++++ DOCUMENT PASSAGE ++++
While walking, I thought about my race strategy for tomorrow.  If I feel I have lost ground in the early kilometres because of the Achilles, it will be tempting to try to make up time.  Overtaking runners can become addictive if you are running well, and I will need to avoid expending too much energy between 5km and half-way.  A guide will be the pacers provided by the organisers.  There is a group for every ten minutes between 2:50 to 4:30 (I do wonder about how accurately these groups will be able to judge their pacing given they are so close together), so my goal will be not to fall too far behind the 3:30 group at the start, and not to get ahead of the 3:10 group if I'm feeling good after the early kilometres.  This translates to no slower than 5:00 per kilometre average and no faster than 4:30 per kilometre average.

Now I just want the race to start.

Reptilian encounters

Eastern Tiger snake
The warmer weather in the last month has encouraged the emergence of reptiles in the Australian bush, and there have been a number of sightings by runners along the local trails.  I have never heard of a runner being bitten by a snake, but no doubt the risk exists.

In the 1980s, my then wife and I owned a weekend shack at a place called Labertouche in the foothills of the mountains about an hour's drive east of Melbourne.  The shack could sleep a dozen people or more, in somewhat rustic conditions, and proved to be a great place for serious running training along the nearby fire-trails for us and our friends.  For some reason, in the earlier years of our ownership, there seemed to be a boom in the local snake population and almost every run of an hour or more involved at least one snake encounter, with the most common type being the Tiger snake, known for its aggressive nature.  The snake-spotting instincts I developed have stayed with me and I still analyse all sticks on the trail in front of me for the tell-tale signature of a snake in repose.  For those snake-abundant years, even at the height of summer when I would usually run topless, I always wore very thick long socks to just below my knees to reduce the chances of a successful envenomation, and carried a compressive "snake" bandage in case the worst happened.
++++
▶ GIVEN TASK 1: Repeat the part of the blog post starting with "While walking, I" and going on through "per kilometre average.".
++++ INFORMATION GIVEN ++++
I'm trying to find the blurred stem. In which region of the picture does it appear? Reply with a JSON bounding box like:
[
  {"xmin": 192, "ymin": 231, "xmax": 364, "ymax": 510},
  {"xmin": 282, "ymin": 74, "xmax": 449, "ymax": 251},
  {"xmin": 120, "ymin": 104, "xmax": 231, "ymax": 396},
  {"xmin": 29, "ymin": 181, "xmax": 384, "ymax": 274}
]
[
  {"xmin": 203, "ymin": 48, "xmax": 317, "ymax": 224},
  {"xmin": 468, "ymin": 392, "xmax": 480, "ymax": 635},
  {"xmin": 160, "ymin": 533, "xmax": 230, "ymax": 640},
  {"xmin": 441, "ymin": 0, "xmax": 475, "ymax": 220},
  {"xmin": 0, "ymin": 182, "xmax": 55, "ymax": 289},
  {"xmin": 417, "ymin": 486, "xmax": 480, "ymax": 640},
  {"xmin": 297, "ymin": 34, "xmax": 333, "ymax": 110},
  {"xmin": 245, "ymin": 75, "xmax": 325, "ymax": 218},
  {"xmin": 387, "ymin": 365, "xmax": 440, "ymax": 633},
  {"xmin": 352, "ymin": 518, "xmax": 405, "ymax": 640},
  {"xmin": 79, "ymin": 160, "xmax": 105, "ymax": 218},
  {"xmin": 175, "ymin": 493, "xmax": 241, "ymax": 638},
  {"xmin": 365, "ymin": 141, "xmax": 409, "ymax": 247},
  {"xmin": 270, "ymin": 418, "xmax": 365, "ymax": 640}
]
++++
▶ GIVEN TASK 2: Render the lines of the entries above as a Markdown table with the columns Row and Line. Number each row and leave out blank lines.

▶ CORRECT ANSWER 1:
While walking, I thought about my race strategy for tomorrow.  If I feel I have lost ground in the early kilometres because of the Achilles, it will be tempting to try to make up time.  Overtaking runners can become addictive if you are running well, and I will need to avoid expending too much energy between 5km and half-way.  A guide will be the pacers provided by the organisers.  There is a group for every ten minutes between 2:50 to 4:30 (I do wonder about how accurately these groups will be able to judge their pacing given they are so close together), so my goal will be not to fall too far behind the 3:30 group at the start, and not to get ahead of the 3:10 group if I'm feeling good after the early kilometres.  This translates to no slower than 5:00 per kilometre average and no faster than 4:30 per kilometre average.

▶ CORRECT ANSWER 2:
| Row | Line |
|---|---|
| 1 | I'm trying to find the blurred stem. In which region of the picture does it appear? Reply with a JSON bounding box like: |
| 2 | [ |
| 3 |   {"xmin": 192, "ymin": 231, "xmax": 364, "ymax": 510}, |
| 4 |   {"xmin": 282, "ymin": 74, "xmax": 449, "ymax": 251}, |
| 5 |   {"xmin": 120, "ymin": 104, "xmax": 231, "ymax": 396}, |
| 6 |   {"xmin": 29, "ymin": 181, "xmax": 384, "ymax": 274} |
| 7 | ] |
| 8 | [ |
| 9 |   {"xmin": 203, "ymin": 48, "xmax": 317, "ymax": 224}, |
| 10 |   {"xmin": 468, "ymin": 392, "xmax": 480, "ymax": 635}, |
| 11 |   {"xmin": 160, "ymin": 533, "xmax": 230, "ymax": 640}, |
| 12 |   {"xmin": 441, "ymin": 0, "xmax": 475, "ymax": 220}, |
| 13 |   {"xmin": 0, "ymin": 182, "xmax": 55, "ymax": 289}, |
| 14 |   {"xmin": 417, "ymin": 486, "xmax": 480, "ymax": 640}, |
| 15 |   {"xmin": 297, "ymin": 34, "xmax": 333, "ymax": 110}, |
| 16 |   {"xmin": 245, "ymin": 75, "xmax": 325, "ymax": 218}, |
| 17 |   {"xmin": 387, "ymin": 365, "xmax": 440, "ymax": 633}, |
| 18 |   {"xmin": 352, "ymin": 518, "xmax": 405, "ymax": 640}, |
| 19 |   {"xmin": 79, "ymin": 160, "xmax": 105, "ymax": 218}, |
| 20 |   {"xmin": 175, "ymin": 493, "xmax": 241, "ymax": 638}, |
| 21 |   {"xmin": 365, "ymin": 141, "xmax": 409, "ymax": 247}, |
| 22 |   {"xmin": 270, "ymin": 418, "xmax": 365, "ymax": 640} |
| 23 | ] |